§ TASK DIRECTIONS: Copy the lines below verbatim, but only from the line containing "Expected: a marker on each instance of the canal, one" through the end of the data.

PROVIDED RECORDS below:

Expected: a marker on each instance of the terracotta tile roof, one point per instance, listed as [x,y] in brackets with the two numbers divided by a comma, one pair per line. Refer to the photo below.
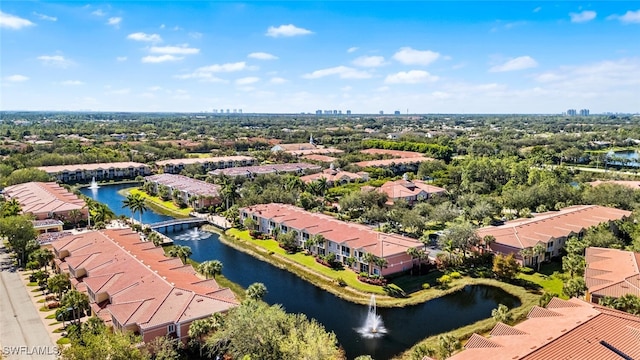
[314,151]
[389,162]
[266,169]
[91,167]
[612,272]
[580,330]
[635,185]
[317,157]
[186,184]
[400,189]
[143,286]
[524,233]
[356,236]
[44,198]
[332,175]
[394,153]
[190,161]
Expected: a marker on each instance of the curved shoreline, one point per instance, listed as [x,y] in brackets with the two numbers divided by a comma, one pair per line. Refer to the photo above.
[348,293]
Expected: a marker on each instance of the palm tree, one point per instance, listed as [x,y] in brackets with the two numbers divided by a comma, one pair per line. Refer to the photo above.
[74,216]
[135,203]
[538,250]
[77,301]
[526,253]
[58,284]
[256,291]
[502,314]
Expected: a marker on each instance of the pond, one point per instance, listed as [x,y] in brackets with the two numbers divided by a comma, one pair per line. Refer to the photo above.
[405,326]
[108,194]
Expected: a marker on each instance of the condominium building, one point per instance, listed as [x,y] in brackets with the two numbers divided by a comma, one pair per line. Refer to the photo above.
[175,166]
[47,201]
[101,171]
[133,286]
[550,229]
[345,240]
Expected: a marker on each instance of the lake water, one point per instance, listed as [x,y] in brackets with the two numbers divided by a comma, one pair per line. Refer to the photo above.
[405,326]
[108,194]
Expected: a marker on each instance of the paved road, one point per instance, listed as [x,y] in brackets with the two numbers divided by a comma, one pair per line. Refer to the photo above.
[22,333]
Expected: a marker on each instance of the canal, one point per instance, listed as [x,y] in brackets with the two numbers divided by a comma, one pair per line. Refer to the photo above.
[405,326]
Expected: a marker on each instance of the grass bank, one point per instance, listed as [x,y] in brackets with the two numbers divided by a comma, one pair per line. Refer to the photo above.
[238,290]
[307,268]
[157,204]
[527,298]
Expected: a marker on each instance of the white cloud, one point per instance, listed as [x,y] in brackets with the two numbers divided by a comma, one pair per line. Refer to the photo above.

End of PROVIDED RECORDS.

§ ANSWER SPACE:
Expected: a marker on each instance of the canal, one point per instance, listed as [x,y] in brackets with the two numbers divided by a comma, one pair per line. Refer to the photo above.
[405,326]
Expected: a marker on each instance of the grass bank, one point per instance, listed as [x,y] in brackets with the two numbers divided by a comma, one pair per line. Refer to the photo above.
[238,290]
[307,268]
[157,204]
[527,298]
Expected: a marker on each instance of the white cloud, one point per instance, listed as [x,y] in brackets with the two numbers divided by a comma, one pair per line. Refer to the photo above.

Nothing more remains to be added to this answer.